Top of DATASET RECORDS

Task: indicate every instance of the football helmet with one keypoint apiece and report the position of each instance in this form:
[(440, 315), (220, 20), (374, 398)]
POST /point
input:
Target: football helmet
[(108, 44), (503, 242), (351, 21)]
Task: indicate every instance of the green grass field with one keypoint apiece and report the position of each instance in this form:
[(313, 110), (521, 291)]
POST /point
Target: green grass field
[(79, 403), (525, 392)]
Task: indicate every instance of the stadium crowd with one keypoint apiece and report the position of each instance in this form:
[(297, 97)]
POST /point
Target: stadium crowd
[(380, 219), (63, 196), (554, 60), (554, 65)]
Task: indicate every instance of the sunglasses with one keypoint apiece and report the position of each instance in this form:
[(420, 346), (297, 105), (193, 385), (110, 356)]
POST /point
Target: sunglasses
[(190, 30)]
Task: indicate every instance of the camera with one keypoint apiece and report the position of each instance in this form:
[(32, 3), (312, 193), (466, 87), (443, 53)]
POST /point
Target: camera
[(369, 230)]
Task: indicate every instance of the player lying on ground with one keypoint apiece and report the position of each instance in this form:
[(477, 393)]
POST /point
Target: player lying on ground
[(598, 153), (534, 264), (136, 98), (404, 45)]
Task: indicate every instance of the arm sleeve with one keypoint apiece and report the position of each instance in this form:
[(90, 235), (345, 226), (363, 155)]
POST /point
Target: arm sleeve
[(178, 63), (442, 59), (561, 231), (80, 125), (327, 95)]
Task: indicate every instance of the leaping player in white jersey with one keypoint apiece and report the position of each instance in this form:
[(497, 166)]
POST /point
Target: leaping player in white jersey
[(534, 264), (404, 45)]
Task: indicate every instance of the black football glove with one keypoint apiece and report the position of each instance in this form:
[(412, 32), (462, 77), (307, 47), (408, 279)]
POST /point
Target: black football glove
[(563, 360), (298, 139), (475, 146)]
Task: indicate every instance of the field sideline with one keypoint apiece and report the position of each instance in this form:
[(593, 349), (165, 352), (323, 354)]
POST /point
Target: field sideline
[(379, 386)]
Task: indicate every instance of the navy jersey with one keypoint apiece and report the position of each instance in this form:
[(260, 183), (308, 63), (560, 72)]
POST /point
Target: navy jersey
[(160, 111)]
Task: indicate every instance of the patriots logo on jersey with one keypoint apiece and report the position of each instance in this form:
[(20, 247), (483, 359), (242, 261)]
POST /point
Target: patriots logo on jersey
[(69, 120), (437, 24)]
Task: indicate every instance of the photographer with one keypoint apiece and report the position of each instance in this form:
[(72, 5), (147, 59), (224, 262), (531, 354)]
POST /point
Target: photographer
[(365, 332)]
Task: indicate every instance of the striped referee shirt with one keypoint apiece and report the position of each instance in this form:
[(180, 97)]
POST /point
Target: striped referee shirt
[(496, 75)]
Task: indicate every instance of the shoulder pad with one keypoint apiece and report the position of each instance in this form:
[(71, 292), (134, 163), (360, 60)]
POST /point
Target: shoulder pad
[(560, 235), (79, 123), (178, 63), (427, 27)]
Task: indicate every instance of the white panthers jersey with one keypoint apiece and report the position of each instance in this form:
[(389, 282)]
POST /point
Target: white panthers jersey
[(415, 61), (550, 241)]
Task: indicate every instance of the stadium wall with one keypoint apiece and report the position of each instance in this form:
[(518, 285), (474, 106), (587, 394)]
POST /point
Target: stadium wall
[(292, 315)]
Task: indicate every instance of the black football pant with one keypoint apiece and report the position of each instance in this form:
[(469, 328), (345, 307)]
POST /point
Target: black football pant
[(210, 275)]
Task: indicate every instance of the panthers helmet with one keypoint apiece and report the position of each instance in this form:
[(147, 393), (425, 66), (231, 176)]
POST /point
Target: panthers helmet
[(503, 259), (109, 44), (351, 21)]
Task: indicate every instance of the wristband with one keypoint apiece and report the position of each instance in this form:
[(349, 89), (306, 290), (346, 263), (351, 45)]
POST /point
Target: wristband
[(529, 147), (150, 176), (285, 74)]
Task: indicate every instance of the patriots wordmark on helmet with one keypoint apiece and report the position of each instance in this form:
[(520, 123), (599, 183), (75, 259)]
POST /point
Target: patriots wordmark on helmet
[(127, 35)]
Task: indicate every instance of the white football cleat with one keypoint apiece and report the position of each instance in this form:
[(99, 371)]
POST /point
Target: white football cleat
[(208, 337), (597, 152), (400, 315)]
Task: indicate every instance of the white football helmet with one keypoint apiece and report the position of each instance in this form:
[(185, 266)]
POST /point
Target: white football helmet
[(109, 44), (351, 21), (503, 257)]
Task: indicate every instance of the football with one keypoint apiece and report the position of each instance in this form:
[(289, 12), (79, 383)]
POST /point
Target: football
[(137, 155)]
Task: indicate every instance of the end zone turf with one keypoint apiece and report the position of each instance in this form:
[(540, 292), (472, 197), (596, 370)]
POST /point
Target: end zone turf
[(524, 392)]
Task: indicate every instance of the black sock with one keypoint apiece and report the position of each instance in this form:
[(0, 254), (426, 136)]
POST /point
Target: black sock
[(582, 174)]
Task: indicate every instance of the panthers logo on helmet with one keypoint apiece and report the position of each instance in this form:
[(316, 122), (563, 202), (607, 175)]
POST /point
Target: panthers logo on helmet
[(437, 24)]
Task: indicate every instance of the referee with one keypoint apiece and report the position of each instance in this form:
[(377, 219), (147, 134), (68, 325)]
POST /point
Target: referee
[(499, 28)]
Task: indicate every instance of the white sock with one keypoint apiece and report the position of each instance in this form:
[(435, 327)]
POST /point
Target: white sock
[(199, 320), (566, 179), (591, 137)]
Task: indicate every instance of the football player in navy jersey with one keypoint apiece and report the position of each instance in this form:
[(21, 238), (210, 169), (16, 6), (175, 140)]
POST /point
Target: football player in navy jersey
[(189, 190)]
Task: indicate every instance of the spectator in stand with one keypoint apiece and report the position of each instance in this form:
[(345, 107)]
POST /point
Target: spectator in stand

Bottom of DATASET RECORDS

Count the lines in the listing where the string "stand" appears, and give only the count.

SOLVED PROBLEM:
2